## Begin PASSAGE SHOWN
Simple conceptually: any rank can read from any other rank.
No need for multiple communicator splits.
A single MPI_Win_create call.

Cons:

The window is large (sum of all ranks' buffers across all cylinders).
MPI_Win_lock granularity is per-window; concurrent accesses to
different cylinders' data may contend.
All ranks must participate in window creation even if they never
communicate with most other ranks.

Option B: Per-cylinder-pair intercommunicators with separate windows

For each pair of cylinders that need to communicate, create an
MPI_Intercomm and a window on it. For example, hub-lagrangian and
hub-xhat would each get their own window.

Pros:

Smaller windows, less contention.
Clean separation of concerns.

Cons:

Number of windows grows with the number of communicating pairs.
With spoke-to-spoke communication, this could be O(n^2) in the
worst case (though in practice most spokes only talk to the hub
plus at most one other spoke).
More complex setup code.
MPI intercomm semantics can be tricky.

Option C: Keep strata_comm but make it asymmetric

Create strata_comm groupings where ranks from different-sized
cylinders are grouped together. Ranks without a counterpart in a
smaller cylinder would be grouped with the "nearest" rank in that
cylinder.

For example, with 4 hub ranks and 2 spoke ranks, strata groups would
be

strata 0: hub_rank_0, spoke_rank_0
strata 1: hub_rank_1, spoke_rank_0  (spoke_rank_0 appears twice)
strata 2: hub_rank_2, spoke_rank_1
strata 3: hub_rank_3, spoke_rank_1  (spoke_rank_1 appears twice)

Pros:

Closest to the current architecture; least code change.
Each strata_comm still has one rank per cylinder.

Cons:

A spoke rank appears in multiple strata comms, which may cause
issues with MPI (a rank can only be in one communicator of a given
color).
Actually, this doesn't work with MPI_Comm_split because a rank
can only appear once per split. Would need to use
MPI_Comm_create_group or manual point-to-point addressing
instead.

Option D: Replace strata_comm with direct RMA addressing

Abandon strata_comm entirely. Use MPI_COMM_WORLD for the
window, and have each rank directly address remote ranks by their
global rank. The overlap maps provide the addressing information.

This is essentially Option A but with the explicit framing that
strata_comm is removed rather than modified.

Pros:

Clean break from the current 1-to-1 assumption.
## End PASSAGE SHOWN
## Begin DATA EXCERPTS
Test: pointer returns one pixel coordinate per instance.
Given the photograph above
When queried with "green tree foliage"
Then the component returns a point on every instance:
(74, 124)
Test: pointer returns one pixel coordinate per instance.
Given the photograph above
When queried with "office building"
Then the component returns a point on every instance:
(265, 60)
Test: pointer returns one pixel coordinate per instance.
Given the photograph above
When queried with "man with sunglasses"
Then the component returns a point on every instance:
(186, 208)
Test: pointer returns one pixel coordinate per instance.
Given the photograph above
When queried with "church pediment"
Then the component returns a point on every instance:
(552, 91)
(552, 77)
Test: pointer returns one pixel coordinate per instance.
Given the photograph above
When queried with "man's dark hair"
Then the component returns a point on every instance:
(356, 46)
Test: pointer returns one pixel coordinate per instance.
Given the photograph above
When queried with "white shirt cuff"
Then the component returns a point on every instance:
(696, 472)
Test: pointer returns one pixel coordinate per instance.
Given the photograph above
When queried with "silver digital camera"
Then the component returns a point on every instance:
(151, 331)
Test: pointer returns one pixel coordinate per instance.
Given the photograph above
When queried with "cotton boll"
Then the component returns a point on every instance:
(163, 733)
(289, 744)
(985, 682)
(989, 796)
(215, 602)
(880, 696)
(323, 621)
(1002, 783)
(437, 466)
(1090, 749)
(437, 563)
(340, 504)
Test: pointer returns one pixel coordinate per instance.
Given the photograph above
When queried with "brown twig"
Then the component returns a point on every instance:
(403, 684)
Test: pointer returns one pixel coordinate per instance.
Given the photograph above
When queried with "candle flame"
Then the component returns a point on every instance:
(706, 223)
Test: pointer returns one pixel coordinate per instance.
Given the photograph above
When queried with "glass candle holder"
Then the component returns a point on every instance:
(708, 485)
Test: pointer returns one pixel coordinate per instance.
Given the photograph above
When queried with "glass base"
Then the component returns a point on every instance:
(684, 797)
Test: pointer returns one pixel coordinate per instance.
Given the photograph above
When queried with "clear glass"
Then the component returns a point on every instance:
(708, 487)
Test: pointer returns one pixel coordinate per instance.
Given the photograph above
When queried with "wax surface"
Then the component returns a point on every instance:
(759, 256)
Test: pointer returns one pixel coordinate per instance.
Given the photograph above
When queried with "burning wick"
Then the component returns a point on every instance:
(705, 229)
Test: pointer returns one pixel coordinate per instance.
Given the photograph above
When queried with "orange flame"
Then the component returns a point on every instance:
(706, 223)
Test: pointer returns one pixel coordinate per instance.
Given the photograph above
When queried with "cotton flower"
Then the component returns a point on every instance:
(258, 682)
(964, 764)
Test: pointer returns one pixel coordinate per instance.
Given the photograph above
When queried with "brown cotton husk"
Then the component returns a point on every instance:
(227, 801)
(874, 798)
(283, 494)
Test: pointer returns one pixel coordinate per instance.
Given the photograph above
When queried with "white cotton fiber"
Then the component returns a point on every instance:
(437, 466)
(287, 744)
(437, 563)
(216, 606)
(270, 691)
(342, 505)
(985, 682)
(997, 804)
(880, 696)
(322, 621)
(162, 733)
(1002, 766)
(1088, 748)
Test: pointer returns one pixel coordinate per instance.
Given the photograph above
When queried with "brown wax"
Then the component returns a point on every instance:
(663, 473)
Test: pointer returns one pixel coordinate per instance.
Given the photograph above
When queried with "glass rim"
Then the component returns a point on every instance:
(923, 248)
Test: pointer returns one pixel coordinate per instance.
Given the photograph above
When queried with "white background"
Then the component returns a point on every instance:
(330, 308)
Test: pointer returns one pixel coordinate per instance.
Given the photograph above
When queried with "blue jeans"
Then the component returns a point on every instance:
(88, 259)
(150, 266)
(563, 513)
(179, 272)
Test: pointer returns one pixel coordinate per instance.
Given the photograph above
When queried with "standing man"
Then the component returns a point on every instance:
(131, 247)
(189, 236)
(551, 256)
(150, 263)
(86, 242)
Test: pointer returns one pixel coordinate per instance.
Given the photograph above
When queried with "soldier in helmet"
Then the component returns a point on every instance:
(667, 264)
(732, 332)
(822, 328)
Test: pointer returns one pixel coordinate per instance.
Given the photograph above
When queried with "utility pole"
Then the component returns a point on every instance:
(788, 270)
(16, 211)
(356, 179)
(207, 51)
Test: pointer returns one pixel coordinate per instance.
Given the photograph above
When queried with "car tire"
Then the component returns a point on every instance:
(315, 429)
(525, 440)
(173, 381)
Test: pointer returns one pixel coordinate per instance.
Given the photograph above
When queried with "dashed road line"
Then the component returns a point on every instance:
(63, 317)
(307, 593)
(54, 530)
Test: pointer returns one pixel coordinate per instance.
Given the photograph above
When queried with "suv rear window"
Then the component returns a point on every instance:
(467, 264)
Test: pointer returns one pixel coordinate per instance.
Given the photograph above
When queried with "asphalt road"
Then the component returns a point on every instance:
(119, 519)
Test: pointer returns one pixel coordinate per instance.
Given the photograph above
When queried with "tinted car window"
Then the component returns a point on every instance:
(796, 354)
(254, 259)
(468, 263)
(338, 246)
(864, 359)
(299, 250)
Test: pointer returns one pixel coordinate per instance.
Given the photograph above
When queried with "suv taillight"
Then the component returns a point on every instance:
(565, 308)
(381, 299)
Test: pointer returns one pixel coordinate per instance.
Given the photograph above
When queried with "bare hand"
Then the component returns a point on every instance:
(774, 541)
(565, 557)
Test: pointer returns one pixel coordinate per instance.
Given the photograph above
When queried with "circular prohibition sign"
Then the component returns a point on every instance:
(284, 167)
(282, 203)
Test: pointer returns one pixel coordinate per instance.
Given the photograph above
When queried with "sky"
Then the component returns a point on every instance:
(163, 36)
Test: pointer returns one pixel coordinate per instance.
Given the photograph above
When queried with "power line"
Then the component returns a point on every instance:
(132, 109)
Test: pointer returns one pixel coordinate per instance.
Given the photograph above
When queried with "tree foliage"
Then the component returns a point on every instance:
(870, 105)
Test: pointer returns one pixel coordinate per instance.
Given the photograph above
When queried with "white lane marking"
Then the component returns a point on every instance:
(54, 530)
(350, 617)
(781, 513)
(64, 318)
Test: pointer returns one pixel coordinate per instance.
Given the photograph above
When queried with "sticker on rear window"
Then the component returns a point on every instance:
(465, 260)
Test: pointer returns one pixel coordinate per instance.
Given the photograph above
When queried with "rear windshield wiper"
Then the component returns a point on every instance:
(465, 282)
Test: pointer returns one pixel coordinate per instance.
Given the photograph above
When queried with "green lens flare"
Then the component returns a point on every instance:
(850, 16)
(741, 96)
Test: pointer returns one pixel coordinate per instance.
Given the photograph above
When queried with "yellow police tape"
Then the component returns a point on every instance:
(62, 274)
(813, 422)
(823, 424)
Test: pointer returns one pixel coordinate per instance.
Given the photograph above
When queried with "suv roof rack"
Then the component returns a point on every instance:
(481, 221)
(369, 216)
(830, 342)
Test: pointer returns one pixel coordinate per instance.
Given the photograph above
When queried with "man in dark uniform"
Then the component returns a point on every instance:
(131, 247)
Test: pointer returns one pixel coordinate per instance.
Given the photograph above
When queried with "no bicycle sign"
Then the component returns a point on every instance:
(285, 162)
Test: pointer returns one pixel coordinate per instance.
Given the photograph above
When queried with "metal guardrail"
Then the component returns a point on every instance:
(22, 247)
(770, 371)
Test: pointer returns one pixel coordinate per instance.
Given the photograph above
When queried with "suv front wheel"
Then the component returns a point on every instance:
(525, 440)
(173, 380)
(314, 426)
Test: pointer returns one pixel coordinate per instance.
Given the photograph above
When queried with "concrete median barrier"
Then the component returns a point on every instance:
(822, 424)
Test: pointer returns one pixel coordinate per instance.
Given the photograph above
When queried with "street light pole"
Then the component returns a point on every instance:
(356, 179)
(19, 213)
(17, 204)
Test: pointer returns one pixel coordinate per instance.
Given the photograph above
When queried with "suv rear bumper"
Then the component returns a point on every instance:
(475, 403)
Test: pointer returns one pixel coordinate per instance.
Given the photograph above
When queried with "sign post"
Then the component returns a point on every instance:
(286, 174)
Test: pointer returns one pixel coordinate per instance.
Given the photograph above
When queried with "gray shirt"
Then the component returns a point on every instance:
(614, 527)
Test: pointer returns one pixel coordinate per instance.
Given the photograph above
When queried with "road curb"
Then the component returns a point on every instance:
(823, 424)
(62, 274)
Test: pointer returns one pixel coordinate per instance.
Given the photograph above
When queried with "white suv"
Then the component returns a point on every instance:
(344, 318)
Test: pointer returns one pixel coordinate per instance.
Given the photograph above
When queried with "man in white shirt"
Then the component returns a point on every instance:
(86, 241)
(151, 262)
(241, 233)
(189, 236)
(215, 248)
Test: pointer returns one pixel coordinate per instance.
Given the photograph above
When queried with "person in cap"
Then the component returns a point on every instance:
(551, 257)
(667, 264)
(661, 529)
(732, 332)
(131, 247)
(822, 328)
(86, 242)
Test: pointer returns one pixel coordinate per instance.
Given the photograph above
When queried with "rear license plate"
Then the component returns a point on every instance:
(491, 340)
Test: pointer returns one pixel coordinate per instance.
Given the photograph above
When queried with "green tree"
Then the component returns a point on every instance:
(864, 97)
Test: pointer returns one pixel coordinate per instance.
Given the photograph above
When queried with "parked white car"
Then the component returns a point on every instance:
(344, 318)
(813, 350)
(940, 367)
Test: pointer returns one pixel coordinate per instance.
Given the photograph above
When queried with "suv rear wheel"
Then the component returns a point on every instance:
## End DATA EXCERPTS
- JOB 1 -
Repeat the MPI design notes word for word, starting with "With spoke-to-spoke communication, this" and going on through "one other spoke).".
- JOB 2 -
Name every option in the MPI design notes that has its own heading, giving each option's letter and title.

- FINAL RESULT 1 -
With spoke-to-spoke communication, this could be O(n^2) in the
worst case (though in practice most spokes only talk to the hub
plus at most one other spoke).

- FINAL RESULT 2 -
Option B: Per-cylinder-pair intercommunicators with separate windows
Option C: Keep strata_comm but make it asymmetric
Option D: Replace strata_comm with direct RMA addressing